**Exercise task**
Every line of the records below should be restated exactly.

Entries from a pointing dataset
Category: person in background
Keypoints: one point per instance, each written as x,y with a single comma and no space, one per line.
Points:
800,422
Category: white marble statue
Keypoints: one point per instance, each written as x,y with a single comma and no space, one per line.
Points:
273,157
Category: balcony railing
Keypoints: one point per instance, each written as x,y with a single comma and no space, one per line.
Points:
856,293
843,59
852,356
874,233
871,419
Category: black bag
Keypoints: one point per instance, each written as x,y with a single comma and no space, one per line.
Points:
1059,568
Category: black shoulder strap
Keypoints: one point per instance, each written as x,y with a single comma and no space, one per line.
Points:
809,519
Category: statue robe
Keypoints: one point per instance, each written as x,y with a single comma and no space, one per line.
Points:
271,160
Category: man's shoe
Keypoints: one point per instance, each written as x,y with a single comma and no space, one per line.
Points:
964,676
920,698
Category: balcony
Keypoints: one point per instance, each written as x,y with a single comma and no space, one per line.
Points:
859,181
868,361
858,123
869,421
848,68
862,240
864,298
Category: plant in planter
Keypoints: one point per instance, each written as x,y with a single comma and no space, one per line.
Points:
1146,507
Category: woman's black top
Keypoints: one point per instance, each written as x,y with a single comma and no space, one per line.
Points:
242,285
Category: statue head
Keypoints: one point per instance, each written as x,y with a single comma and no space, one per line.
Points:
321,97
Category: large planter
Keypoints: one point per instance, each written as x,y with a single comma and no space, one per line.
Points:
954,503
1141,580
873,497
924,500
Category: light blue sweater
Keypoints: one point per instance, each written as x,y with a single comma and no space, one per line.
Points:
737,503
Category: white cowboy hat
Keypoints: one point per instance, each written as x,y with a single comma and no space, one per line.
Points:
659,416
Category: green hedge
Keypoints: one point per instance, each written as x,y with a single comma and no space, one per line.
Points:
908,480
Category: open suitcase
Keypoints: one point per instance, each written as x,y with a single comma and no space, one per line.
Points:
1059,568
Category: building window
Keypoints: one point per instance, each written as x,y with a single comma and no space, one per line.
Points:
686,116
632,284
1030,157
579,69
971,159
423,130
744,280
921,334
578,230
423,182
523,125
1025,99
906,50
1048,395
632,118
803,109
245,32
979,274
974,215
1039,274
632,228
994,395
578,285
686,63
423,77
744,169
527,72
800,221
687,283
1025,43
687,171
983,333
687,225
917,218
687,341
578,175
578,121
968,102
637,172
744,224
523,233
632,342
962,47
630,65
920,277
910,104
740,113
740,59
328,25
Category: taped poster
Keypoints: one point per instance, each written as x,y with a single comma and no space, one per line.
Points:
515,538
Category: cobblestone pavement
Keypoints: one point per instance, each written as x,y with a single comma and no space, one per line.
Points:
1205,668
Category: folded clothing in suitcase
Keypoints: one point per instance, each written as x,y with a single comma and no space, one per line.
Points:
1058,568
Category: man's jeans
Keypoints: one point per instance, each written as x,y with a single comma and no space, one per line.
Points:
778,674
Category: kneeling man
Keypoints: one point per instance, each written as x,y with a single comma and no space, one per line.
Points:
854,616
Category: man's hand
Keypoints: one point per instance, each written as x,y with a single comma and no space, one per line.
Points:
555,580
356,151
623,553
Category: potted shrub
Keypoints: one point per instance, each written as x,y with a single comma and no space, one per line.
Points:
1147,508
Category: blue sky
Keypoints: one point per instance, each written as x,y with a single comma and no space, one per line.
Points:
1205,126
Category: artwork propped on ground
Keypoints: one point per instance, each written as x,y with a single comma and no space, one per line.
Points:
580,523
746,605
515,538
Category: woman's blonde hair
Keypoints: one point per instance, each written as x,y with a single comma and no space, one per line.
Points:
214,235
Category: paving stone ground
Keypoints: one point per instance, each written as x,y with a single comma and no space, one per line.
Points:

**Worked answer**
Category: person in background
Keypoints: one point per instance, each written as x,y with a single comma and no space, one per line.
Points:
800,422
Category: white marble statue
Keypoints: one point per instance, each written as x,y with a single comma and no space, one per line.
Points:
273,157
Category: balcony railing
Keypoints: one point per instance, each written as x,y with a single comma and no space, one per line.
Points:
856,293
843,59
852,356
874,233
871,419
Category: black bag
Keypoints: one point per instance, each written as x,y with a single comma and no space, one per line.
Points:
1059,568
Category: black shoulder strap
Keypoints: one point per instance, each written as x,y with a single comma and no space, one per line.
Points:
809,519
Category: statue robe
Keypoints: one point per instance, each written as x,y with a single comma and no space, one per line.
Points:
271,160
Category: man's shoe
Keypoints: one point per instance, each written as x,y with a single comma and no space, one per line.
Points:
964,676
920,698
Category: balcony
Keypoints: one point per instance, each written as x,y with a single comma and no space, one per line.
Points:
859,181
868,361
858,123
869,421
848,68
862,240
864,298
Category: plant in planter
Keypoints: one point per instance, each written as x,y with a single comma and no space, one per line.
Points:
1146,507
Category: woman's black top
Keypoints: one point per instance, each written as x,y with a single comma and no space, one per line.
Points:
242,285
Category: statue head
Keypoints: one point per instance, each written as x,y with a single comma and no space, one per line.
Points:
321,97
Category: large planter
Keypoints: one point per instance, each written as x,y with a single comma and no space, one per line.
Points:
954,503
1141,580
873,497
924,500
Category: light blue sweater
Keypoints: one point per instance, each written as x,y with a single comma and no space, one per line.
Points:
737,503
Category: white cowboy hat
Keypoints: one point per instance, each written as x,y with a single comma and no space, one per line.
Points:
659,416
Category: green hedge
Keypoints: one point per instance, each written as x,y with a single comma and no space, one per line.
Points:
908,480
Category: open suitcase
Keypoints: one point per instance, each written as x,y with a single comma and no space, one per line.
Points:
1059,568
Category: building window
Keypoints: one point per instance, each written as x,y with a single comma and no space, one per line.
Points:
686,116
632,284
1030,157
579,69
971,159
423,130
744,280
921,334
578,230
423,182
523,125
1025,99
906,50
1048,395
632,118
803,109
245,32
979,274
974,215
1039,274
632,228
994,395
578,285
686,63
423,77
744,169
527,72
800,221
687,283
1025,43
687,171
983,333
687,225
917,218
687,341
578,175
578,121
968,102
637,172
744,224
523,233
632,342
962,47
630,65
920,277
910,104
740,113
740,59
328,25
Category: taped poster
Keypoints: one point per instance, each written as x,y with a single comma and no space, one per line.
Points:
515,538
Category: cobblestone pavement
Keypoints: one point per instance, each written as x,y with a single comma and no space, one per line.
Points:
1205,668
Category: folded clothing in suitcase
Keypoints: one point per instance, each written as x,y with a single comma and no space, one per line.
Points:
1058,568
Category: man's jeans
Keypoints: one point per instance, each written as x,y with a single comma and no space, one per line.
Points:
778,674
Category: kneeling man
Keypoints: one point per instance, each written as x,y with a single comma and no space, one per line.
Points:
854,616
Category: man's hand
Keypoints: one point per instance, each written as x,y with a single comma and no space, one per line.
Points:
555,580
356,151
623,553
Category: potted shrub
Keypoints: one point per instance, each written as x,y with a single comma and no space, one per line.
Points:
1147,508
Category: blue sky
Keypoints: one point per instance, each written as x,y with a single comma and no space, one per line.
Points:
1205,126
Category: artwork propped on ground
Keypoints: one point per instance, each written as x,y with a single comma and no space, one per line.
Points:
580,523
746,605
515,538
Category: woman's blonde hair
Keypoints: one point per instance, each written as x,y with a single comma and no space, one per line.
Points:
214,235
Category: paving stone ground
Keypoints: one point per instance, each written as x,y with a single comma and no space, one per line.
Points:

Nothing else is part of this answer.